§ **SET PROBLEM**:
Write out the whole listing exactly as it stands.

§ **DATA**:

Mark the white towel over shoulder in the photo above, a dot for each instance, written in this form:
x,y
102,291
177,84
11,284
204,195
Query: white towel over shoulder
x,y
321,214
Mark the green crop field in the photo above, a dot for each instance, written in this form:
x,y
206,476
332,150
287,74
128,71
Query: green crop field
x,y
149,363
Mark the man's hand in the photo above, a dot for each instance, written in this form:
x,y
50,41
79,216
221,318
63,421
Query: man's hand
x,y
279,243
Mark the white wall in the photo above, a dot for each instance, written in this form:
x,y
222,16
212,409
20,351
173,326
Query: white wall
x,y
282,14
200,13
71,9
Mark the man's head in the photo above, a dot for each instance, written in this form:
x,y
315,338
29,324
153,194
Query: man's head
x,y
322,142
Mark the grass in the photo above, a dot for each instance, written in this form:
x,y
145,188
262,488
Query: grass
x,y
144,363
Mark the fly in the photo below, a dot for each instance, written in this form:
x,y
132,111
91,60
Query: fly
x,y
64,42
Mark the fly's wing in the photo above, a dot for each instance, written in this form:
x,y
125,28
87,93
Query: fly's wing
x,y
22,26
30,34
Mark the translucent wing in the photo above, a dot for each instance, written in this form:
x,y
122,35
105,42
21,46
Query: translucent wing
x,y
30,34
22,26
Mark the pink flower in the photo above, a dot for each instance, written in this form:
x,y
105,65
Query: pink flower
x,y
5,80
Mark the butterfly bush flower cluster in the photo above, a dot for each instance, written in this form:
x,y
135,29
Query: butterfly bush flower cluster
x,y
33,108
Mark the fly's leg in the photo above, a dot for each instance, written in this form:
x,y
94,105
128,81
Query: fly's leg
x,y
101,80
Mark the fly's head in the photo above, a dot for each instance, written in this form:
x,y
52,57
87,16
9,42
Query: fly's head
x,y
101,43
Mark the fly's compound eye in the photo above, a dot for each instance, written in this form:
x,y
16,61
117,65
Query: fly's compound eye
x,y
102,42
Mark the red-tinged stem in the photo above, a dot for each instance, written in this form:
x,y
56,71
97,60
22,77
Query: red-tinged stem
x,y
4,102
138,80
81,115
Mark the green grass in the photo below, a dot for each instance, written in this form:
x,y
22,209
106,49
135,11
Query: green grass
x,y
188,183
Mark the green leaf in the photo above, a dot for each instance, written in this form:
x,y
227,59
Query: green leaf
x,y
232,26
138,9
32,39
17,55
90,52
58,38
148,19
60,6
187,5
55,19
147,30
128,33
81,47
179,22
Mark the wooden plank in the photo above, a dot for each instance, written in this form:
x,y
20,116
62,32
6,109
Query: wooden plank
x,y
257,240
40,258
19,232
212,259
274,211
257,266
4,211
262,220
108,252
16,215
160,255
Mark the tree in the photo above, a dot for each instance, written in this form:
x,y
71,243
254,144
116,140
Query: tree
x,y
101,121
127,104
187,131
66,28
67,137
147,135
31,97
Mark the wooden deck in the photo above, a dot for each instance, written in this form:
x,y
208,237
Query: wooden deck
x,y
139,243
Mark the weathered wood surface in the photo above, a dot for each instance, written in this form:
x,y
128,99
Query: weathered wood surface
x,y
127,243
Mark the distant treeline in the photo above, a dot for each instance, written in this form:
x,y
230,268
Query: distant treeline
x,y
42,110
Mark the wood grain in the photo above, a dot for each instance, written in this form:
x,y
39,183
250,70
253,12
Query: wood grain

§ **OUTPUT**:
Mark the white towel over shoulder in the photo above, a dot for each instance, written in this form:
x,y
102,291
177,84
11,284
204,195
Query: white towel over shoulder
x,y
321,214
Mark the green crop field in the photo above, a dot for each instance, written in this form:
x,y
206,476
332,150
287,74
128,71
Query: green crop field
x,y
149,363
Mark the man's hand in the photo above, a dot for each instance, written in this form:
x,y
50,41
79,216
221,318
63,421
Query: man's hand
x,y
279,243
Mark the white wall in the photo above, a dot for each instance, written in this form:
x,y
222,16
212,409
20,351
173,326
Query: white wall
x,y
282,14
200,13
71,9
Mark the man's head in the photo above, a dot for each instance, written in this form:
x,y
315,338
29,324
153,194
Query: man's head
x,y
322,142
Mark the grass in the photo above, a dot for each instance, written in this form:
x,y
145,188
262,488
Query: grass
x,y
144,363
Mark the fly in the photo below, a dot for each instance, written in this form:
x,y
132,111
91,60
Query: fly
x,y
64,42
Mark the fly's wing in the photo above, a dot for each instance, written in this form:
x,y
125,28
87,93
Query: fly's wing
x,y
22,26
30,34
Mark the translucent wing in the photo above, a dot for each instance, written in this form:
x,y
122,35
105,42
21,46
Query: translucent wing
x,y
30,34
22,26
Mark the pink flower in the photo above, a dot for each instance, written in this form:
x,y
105,65
Query: pink flower
x,y
5,80
Mark the butterfly bush flower cluster in the photo above, a dot for each instance, written in this form:
x,y
135,29
Query: butterfly bush flower cluster
x,y
33,108
Mark the fly's leg in the photo above, a dot for each instance, written in this form:
x,y
94,105
128,81
Query: fly's leg
x,y
101,80
Mark the fly's head in the photo above, a dot for each instance, written in this form:
x,y
52,57
87,16
9,42
Query: fly's head
x,y
101,43
Mark the fly's compound eye in the photo above, a dot for each instance, written in this form:
x,y
16,61
117,65
Query: fly's compound eye
x,y
102,42
Mark the red-tinged stem in the photo above, a dot for each instance, written in this form:
x,y
56,71
97,60
22,77
Query: red-tinged stem
x,y
4,102
138,80
81,115
Mark the green grass in the photo below, a dot for each instance, written in this form:
x,y
22,209
106,49
135,11
Query: green grass
x,y
188,183
Mark the green leaf in the photo above, a dot for each instance, written in this form:
x,y
227,59
Query: green leaf
x,y
232,26
138,9
32,39
17,55
90,52
58,38
148,19
60,6
187,5
55,19
147,30
128,33
81,47
179,22
Mark the wooden plank in the photo above, a dot for each instance, written in this form:
x,y
20,116
62,32
6,109
Query: wooden plank
x,y
257,240
40,258
19,232
212,259
274,211
257,266
4,211
262,220
108,252
16,215
160,255
Mark the tree in the photo above, a dot for each instance, written in this form:
x,y
71,243
254,144
116,140
Query: tree
x,y
101,121
127,104
187,131
66,28
67,137
147,135
31,97
Mark the wooden deck in the photo above, a dot for each instance, written in this form:
x,y
208,237
Query: wooden deck
x,y
139,243
Mark the weathered wood surface in the photo above, a dot for each instance, written in this form:
x,y
128,99
Query: weathered wood surface
x,y
127,243
Mark the distant treeline in the photo above, a dot for each instance, written in this form:
x,y
230,268
Query: distant treeline
x,y
42,110
Mark the wood grain in the photo above, a dot for each instance, written in this form:
x,y
39,183
250,70
253,12
Query: wood grain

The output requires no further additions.